[EXERCISE OBJECTIVE] Pick up the review of the Houston seafood restaurant below after its last sentence and write what comes next.

____ SUPPLIED PASSAGE

But Caswell isn't just giving Gulf seafood its much-deserved props; he's also paying homage to the whole spectrum of influences that makes food taste like it came from Houston.
On one visit, I had grouper served with a sweet corn pudding, a fresh, spicy pico de gallo and a grilled peach — a sweet, hot summer tribute to Gulf Southern cooking. There was also a seafood hot pot on the menu that could have come straight from a Houston Vietnamese restaurant.
On another visit, I had the carnitas in raita for an appetizer. The Mexican-Indian fusion sounded weird, but tasted fabulous. The pork chunks were authentically boiled in lard until they were wonderfully crispy, then slathered in salsa. Eating carnitas at a fancy restaurant never made much sense to me since you can buy great ones at a carnicería for next to nothing. But the smart topping of Indian raita, with its mouth-cooling yogurt and cucumber, gave these carnitas an added dimension.
My tablemate had the jumbo crab cake, which was a big disk of lump crabmeat in a thick battered crust served with what the menu called "taquería-style pickled vinaigrette." It tasted like the lightly pickled cabbage slaw called cortadito that you get with your pupusas in a Salvadoran restaurant.

________
____ DATASET ENTRIES

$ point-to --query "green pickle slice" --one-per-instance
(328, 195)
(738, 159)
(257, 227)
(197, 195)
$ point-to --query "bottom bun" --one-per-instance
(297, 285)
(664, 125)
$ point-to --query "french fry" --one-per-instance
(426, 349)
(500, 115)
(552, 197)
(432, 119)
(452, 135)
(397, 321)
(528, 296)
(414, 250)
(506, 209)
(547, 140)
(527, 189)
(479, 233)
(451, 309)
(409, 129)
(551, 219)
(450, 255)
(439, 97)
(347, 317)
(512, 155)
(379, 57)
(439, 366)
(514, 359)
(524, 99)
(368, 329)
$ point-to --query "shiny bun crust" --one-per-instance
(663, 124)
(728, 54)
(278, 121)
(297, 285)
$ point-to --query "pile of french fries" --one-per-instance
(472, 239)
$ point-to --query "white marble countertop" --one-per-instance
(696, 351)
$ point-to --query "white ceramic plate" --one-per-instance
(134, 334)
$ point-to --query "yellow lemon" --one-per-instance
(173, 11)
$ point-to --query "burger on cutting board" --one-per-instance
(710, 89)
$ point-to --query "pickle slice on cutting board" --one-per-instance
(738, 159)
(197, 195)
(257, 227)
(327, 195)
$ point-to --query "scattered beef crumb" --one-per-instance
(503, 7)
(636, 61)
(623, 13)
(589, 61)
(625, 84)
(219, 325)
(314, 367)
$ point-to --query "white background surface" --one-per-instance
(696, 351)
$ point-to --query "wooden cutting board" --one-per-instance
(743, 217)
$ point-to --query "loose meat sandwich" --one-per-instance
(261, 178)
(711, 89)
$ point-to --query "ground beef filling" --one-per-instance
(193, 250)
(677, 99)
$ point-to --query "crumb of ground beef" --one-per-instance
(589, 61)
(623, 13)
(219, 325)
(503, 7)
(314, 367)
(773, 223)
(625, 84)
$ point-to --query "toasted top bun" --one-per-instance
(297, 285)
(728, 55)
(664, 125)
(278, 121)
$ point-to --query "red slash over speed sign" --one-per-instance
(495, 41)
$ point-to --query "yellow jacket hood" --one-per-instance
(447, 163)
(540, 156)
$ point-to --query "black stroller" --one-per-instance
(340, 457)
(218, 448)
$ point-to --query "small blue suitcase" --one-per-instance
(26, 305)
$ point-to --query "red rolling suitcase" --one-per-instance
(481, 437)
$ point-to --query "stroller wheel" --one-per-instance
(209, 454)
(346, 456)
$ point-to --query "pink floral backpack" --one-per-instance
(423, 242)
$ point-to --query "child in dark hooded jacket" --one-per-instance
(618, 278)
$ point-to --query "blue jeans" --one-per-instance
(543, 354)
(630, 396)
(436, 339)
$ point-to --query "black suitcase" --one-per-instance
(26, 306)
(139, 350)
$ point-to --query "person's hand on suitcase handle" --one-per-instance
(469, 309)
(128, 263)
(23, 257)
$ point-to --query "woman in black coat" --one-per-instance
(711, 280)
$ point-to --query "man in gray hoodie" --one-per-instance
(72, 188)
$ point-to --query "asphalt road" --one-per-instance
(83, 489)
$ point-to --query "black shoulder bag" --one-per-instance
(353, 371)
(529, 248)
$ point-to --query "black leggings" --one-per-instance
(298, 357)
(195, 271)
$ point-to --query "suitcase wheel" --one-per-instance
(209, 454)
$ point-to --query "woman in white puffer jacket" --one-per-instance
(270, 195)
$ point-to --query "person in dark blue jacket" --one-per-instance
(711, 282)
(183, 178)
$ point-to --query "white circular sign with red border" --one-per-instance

________

[WRITTEN ANSWER]
These might sound like odd combinations, except in Houston, where we eat Vietnamese, Indian, Mexican, Salvadoran and Gulf Southern cooking all the time.
Reef was hideously loud when I first visited. I couldn't hear the waiter, my tablemate or anything else above the din. This problem was expensively solved by coating the ceiling with some kind of noise-deadening gunk. It's much quieter now.
The food isn't all perfect. Coming from the Jean-Georges school of French fusion cooking, Bryan Caswell goes a little light on the seasonings sometimes. The flounder, which was served over truffled polenta with mushrooms, was dull. But the only total clunker I've had was the spice-crusted chicken. The bland crumb coating was as dry as a mouthful of dust.
My remaining beef with Reef is the wine service. On my second visit, I tried to find another white wine that was as good a deal as the Jermann Pinot Grigio. I asked the waiter if I could speak with the "wine guy." The waiter said there was no sommelier and that he was trained on the wine list.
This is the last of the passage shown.